== Excerpt provided ==
_ _ _ _ _

The Greek of Hebrews is terrifying. But I had to write an exegetical paper on a passage in Hebrews for my senior project in Greek class. It scared me to death, but I made it through, much wiser than I'd started. I thought some of you may appreciate it, so I included a link to it on acedemia.edu here. For others, keep reading to see an overview of my conclusions.
The Theme of Hebrews
The overall theme of Hebrews is the supremacy of Christ, but it isn't just that. It isn't a showroom where we are to come in and marvel at the glory of Christ as if in a museum, displayed behind bulletproof glass. We are to marvel at His wonderful work of mediation, to draw near to God, to meditate on Christ, to engage our minds in spiritual growth. In a word, we are to use the gifts Christ has given us and experience God because of the work He accomplished. I stated my conclusions about Hebrews as it is contrasted by the writings of Paul, for example, which are very different.
"Unlike Paul who first sets out the indicatives which drive the imperatives, Hebrews sets out the imperatives, which are constantly supported by the indicatives. Paul makes a distinct divide whereas Hebrews interweaves them together so that sometimes you are wondering if where you are is a result of the indicative or the imperative urge. Both drive the argument forward because the argument is about both: about Jesus and his supremacy, and about us and our need. The argument of Hebrews is not for a deity atop Mt. Olympus; it is for a God-man who simultaneously has dirty feet and a transcendent soul."

_ _ _ _ _

== Excerpted data ==
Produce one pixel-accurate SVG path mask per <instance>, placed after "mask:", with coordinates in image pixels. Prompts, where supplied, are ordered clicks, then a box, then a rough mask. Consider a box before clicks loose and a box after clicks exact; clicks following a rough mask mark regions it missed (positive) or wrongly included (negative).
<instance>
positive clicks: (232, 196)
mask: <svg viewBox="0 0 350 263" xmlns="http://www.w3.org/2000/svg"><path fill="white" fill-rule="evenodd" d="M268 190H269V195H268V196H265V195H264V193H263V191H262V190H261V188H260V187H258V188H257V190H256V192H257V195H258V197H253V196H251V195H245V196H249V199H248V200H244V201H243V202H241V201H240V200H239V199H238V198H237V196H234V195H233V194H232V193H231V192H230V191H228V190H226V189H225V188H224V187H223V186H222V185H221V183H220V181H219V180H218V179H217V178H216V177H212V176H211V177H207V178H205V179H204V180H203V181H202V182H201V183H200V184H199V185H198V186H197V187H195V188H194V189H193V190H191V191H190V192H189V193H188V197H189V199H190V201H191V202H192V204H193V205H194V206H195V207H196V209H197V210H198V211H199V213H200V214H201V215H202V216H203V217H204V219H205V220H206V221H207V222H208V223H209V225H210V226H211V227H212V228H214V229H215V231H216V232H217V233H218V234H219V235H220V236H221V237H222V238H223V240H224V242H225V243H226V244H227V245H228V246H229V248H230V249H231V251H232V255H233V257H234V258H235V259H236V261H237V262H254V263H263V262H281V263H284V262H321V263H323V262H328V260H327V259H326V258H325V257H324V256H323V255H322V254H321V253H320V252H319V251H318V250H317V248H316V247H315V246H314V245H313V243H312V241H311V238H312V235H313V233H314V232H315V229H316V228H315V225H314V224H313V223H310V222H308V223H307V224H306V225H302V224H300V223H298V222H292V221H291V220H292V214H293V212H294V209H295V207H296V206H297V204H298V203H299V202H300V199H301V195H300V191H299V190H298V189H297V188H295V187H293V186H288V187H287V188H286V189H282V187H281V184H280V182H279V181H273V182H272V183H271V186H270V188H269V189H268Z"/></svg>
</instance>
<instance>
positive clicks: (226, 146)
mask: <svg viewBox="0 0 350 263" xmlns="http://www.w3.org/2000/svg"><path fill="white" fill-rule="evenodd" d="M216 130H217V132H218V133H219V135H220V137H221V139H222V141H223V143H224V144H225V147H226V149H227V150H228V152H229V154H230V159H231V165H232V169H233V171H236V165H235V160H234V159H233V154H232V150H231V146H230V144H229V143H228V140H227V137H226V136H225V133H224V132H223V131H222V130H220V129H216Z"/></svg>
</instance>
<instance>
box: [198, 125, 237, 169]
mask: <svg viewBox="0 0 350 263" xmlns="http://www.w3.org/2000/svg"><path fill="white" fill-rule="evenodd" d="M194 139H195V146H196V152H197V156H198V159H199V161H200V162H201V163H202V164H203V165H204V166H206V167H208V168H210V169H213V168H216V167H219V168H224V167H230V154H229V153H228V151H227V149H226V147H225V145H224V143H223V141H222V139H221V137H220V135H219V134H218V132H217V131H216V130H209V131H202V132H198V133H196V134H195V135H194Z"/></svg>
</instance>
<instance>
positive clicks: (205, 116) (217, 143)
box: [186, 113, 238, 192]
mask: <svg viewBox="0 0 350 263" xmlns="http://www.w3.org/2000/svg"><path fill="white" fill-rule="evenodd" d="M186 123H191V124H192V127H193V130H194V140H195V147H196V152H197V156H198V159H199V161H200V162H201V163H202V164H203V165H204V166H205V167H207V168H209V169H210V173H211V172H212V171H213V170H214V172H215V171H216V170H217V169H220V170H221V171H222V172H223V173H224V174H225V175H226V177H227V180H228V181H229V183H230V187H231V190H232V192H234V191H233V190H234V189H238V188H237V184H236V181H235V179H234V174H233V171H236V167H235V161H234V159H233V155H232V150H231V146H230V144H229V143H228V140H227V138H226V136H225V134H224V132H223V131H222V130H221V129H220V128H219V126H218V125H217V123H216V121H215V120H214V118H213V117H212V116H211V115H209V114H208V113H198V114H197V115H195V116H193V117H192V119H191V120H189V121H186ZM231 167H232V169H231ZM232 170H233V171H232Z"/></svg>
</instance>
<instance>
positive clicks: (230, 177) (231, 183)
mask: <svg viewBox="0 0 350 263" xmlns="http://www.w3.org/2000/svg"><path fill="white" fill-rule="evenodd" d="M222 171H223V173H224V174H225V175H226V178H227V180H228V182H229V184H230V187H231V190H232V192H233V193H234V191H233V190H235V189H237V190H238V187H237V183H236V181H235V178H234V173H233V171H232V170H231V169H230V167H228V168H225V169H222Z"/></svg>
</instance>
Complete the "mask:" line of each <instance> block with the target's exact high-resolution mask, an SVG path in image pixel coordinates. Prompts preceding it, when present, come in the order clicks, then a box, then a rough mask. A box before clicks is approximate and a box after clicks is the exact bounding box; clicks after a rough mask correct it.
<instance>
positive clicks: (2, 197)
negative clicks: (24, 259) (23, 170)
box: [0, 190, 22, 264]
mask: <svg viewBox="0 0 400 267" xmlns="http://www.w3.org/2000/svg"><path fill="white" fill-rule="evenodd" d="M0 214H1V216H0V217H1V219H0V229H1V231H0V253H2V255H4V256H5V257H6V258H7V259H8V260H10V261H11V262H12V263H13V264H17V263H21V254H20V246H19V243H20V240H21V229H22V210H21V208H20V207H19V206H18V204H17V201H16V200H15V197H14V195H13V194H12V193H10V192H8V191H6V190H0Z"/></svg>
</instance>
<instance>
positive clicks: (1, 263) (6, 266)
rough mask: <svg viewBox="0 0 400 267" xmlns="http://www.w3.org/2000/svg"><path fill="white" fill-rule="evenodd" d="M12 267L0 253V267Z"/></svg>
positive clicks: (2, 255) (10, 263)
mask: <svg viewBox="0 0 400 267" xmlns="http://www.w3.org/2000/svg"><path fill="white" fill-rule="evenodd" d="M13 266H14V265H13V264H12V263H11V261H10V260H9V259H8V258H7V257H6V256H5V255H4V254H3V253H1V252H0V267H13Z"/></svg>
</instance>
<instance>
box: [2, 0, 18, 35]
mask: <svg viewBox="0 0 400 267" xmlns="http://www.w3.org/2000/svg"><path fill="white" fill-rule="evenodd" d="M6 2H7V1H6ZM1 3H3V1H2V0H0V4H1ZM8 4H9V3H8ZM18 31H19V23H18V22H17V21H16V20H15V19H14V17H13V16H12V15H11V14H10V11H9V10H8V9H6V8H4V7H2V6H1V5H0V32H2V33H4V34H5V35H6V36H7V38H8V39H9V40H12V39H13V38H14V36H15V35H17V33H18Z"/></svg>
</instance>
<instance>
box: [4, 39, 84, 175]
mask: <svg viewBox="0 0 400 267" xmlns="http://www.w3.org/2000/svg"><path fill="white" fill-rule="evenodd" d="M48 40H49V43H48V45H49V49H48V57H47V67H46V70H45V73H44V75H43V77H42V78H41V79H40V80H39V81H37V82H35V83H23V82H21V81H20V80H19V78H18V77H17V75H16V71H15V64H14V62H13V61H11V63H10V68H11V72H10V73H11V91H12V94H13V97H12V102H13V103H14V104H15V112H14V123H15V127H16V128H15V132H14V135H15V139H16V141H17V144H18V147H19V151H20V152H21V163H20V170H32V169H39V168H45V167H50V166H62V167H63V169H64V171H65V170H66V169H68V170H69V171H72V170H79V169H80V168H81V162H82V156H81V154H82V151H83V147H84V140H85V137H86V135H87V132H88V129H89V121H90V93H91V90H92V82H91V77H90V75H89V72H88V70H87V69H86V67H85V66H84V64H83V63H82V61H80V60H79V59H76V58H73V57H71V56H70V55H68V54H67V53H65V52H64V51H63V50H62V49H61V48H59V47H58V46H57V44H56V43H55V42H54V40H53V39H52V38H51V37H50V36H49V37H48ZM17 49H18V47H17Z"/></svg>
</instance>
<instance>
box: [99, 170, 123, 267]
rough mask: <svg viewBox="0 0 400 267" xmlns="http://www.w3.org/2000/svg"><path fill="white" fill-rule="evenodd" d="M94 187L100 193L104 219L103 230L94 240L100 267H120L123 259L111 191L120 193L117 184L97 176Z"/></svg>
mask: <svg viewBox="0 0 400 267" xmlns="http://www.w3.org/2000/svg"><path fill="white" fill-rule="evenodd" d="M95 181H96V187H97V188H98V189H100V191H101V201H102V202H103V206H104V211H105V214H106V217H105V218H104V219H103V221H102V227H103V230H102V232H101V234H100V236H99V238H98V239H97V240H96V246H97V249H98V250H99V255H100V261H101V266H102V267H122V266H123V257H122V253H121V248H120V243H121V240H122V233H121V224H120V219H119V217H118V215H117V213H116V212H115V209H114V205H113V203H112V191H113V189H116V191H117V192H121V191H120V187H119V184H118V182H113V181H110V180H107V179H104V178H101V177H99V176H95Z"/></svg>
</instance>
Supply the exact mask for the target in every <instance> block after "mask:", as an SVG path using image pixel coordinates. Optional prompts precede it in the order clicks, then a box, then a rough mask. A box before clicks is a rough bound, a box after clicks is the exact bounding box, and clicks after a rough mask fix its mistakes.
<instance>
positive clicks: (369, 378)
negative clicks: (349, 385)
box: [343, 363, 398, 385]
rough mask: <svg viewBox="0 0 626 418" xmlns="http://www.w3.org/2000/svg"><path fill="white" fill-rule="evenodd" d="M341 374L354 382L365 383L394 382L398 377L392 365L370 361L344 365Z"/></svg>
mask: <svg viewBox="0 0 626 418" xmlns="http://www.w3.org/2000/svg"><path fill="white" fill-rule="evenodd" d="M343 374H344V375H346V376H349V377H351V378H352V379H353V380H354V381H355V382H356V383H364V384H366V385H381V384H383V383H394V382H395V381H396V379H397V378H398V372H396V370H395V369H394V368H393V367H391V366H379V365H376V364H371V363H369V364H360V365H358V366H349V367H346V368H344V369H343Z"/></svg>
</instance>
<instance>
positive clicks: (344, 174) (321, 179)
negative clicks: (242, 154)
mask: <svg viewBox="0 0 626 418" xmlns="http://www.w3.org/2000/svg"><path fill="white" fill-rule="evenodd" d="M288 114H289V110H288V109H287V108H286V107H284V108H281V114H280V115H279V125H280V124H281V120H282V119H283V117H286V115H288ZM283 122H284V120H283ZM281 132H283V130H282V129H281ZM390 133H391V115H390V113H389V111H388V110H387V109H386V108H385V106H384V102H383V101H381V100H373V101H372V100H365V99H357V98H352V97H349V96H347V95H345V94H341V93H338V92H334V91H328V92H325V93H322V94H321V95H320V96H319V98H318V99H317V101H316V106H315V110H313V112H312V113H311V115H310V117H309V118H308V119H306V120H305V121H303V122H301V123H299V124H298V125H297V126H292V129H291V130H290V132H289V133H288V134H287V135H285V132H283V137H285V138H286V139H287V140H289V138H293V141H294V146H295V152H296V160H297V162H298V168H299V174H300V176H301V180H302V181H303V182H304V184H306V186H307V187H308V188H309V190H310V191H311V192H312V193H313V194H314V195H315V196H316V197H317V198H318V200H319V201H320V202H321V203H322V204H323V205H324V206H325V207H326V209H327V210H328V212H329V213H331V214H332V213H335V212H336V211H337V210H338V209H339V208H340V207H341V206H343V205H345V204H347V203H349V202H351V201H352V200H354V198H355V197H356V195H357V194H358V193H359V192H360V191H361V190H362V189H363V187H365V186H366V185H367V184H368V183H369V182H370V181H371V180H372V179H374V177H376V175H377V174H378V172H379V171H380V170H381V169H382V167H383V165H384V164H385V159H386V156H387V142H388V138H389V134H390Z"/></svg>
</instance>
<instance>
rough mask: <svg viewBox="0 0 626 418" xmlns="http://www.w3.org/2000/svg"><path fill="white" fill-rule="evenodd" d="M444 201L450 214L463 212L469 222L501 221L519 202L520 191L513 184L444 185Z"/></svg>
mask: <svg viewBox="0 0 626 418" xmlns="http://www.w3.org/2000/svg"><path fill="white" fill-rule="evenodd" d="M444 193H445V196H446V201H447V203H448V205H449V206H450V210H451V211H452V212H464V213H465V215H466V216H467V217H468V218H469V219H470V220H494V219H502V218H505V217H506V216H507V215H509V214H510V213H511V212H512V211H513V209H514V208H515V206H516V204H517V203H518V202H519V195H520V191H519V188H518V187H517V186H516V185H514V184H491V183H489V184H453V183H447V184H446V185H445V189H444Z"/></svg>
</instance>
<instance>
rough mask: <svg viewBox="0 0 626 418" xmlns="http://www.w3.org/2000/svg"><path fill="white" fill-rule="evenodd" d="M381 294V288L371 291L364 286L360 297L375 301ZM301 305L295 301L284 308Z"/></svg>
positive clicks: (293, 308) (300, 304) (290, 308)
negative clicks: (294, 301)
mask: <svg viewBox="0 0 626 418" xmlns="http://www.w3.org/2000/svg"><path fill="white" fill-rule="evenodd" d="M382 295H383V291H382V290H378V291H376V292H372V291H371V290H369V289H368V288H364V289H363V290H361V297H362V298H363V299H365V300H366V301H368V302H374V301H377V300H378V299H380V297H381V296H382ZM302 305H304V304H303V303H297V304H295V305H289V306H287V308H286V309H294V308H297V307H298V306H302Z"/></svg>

_ _ _ _ _

== Apply what you read ==
A. Answer these questions about the post on Hebrews:
(i) What kind of paper did the writer have to produce, and for what?
(ii) What does the post give as the overall theme of Hebrews?
(iii) According to the quoted conclusion, what does Paul set out first?
B. Extend the post on Hebrews with a few paragraphs that pick up right after its final quoted sentence.

== Outputs in order ==
A.
(i) An exegetical paper on a passage in Hebrews, for a senior project in Greek class.
(ii) The supremacy of Christ.
(iii) The indicatives, which drive the imperatives.

B.
The text is Hebrews 5:11-14, and this is my translation:
"Concerning which the message is great and hard to explain (for us to speak it to you), since you have become dull in hearing. For indeed, although you ought to be teachers by this time, you need someone to teach you again the basic elements of the beginning of the oracles of God: you are in need of milk and not solid food. For everyone who partakes of milk is untrained in the Word of righteousness because he is an infant. But solid food is for the mature, for those who through practice have their senses trained for the distinguishing of both good and evil."
The paper begins with 25 pages of overzealous background information, but at page 25 I begin the exegetical commentary section, entitled "II. Introduction to the Passage." I recommend you start there--you can go back later if you want more details. Below is the conclusion to the paper, since it provides the best summary of the argument.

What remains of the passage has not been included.